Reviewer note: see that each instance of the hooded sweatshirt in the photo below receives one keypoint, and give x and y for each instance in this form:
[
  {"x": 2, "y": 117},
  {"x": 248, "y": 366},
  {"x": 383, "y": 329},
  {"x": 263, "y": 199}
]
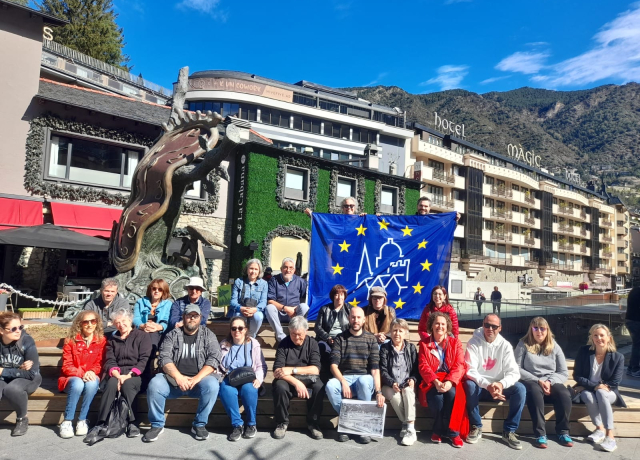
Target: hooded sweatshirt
[{"x": 491, "y": 362}]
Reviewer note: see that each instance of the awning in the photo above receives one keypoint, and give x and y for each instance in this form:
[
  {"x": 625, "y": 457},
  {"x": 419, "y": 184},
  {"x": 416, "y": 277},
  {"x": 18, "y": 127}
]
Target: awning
[
  {"x": 89, "y": 220},
  {"x": 19, "y": 213}
]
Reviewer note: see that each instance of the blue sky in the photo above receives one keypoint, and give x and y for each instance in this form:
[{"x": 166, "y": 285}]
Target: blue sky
[{"x": 421, "y": 46}]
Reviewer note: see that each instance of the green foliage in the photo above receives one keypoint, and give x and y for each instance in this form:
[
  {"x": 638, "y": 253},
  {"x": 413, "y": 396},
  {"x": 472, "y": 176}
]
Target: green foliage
[{"x": 92, "y": 29}]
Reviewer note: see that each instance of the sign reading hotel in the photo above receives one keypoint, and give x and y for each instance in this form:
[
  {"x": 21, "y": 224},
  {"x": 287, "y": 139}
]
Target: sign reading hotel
[
  {"x": 240, "y": 86},
  {"x": 517, "y": 153}
]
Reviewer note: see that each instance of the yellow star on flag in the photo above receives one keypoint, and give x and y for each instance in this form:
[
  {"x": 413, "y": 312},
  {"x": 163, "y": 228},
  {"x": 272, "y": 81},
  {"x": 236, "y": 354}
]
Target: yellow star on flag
[
  {"x": 426, "y": 266},
  {"x": 399, "y": 303},
  {"x": 344, "y": 246},
  {"x": 407, "y": 231}
]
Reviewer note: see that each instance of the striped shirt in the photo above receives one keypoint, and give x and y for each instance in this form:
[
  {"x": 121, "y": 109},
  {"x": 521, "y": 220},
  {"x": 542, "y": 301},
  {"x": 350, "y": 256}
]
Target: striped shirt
[{"x": 355, "y": 354}]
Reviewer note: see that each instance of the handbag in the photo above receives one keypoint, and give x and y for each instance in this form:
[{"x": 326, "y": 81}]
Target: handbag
[{"x": 241, "y": 375}]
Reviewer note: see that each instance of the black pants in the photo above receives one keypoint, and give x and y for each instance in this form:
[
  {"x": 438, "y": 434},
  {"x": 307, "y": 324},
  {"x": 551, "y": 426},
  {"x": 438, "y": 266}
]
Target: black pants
[
  {"x": 440, "y": 407},
  {"x": 536, "y": 399},
  {"x": 129, "y": 390},
  {"x": 17, "y": 392},
  {"x": 283, "y": 392}
]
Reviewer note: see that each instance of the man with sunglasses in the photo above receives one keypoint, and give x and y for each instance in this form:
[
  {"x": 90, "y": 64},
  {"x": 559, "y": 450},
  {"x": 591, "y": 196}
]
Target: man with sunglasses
[
  {"x": 195, "y": 288},
  {"x": 493, "y": 374},
  {"x": 189, "y": 356}
]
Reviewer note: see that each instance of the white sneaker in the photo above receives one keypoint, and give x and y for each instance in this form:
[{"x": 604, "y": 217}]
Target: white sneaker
[
  {"x": 82, "y": 428},
  {"x": 66, "y": 430},
  {"x": 609, "y": 444},
  {"x": 596, "y": 437},
  {"x": 409, "y": 438}
]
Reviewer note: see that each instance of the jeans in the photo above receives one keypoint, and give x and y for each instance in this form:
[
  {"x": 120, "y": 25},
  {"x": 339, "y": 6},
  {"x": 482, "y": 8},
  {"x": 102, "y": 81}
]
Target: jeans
[
  {"x": 75, "y": 388},
  {"x": 361, "y": 388},
  {"x": 159, "y": 391},
  {"x": 229, "y": 398},
  {"x": 255, "y": 322},
  {"x": 516, "y": 395},
  {"x": 634, "y": 330}
]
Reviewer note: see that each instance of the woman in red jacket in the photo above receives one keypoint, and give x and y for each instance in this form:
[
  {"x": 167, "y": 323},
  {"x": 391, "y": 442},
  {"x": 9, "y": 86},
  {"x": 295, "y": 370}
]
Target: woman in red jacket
[
  {"x": 82, "y": 359},
  {"x": 441, "y": 365},
  {"x": 439, "y": 302}
]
####################
#### WHAT IS REQUIRED:
In the lines from the one containing "Reviewer note: see that each instance of the striped" through the one containing "Target: striped shirt", inclusive, swap "striped shirt" for "plaid shirt" and return only those lines, with nothing else changed.

#### RESULT:
Reviewer note: see that each instance of the plaid shirt in the photo above receives one keypoint, and give x and y for each instance in this form:
[
  {"x": 121, "y": 109},
  {"x": 521, "y": 220},
  {"x": 542, "y": 301},
  {"x": 350, "y": 256}
]
Target: plaid shirt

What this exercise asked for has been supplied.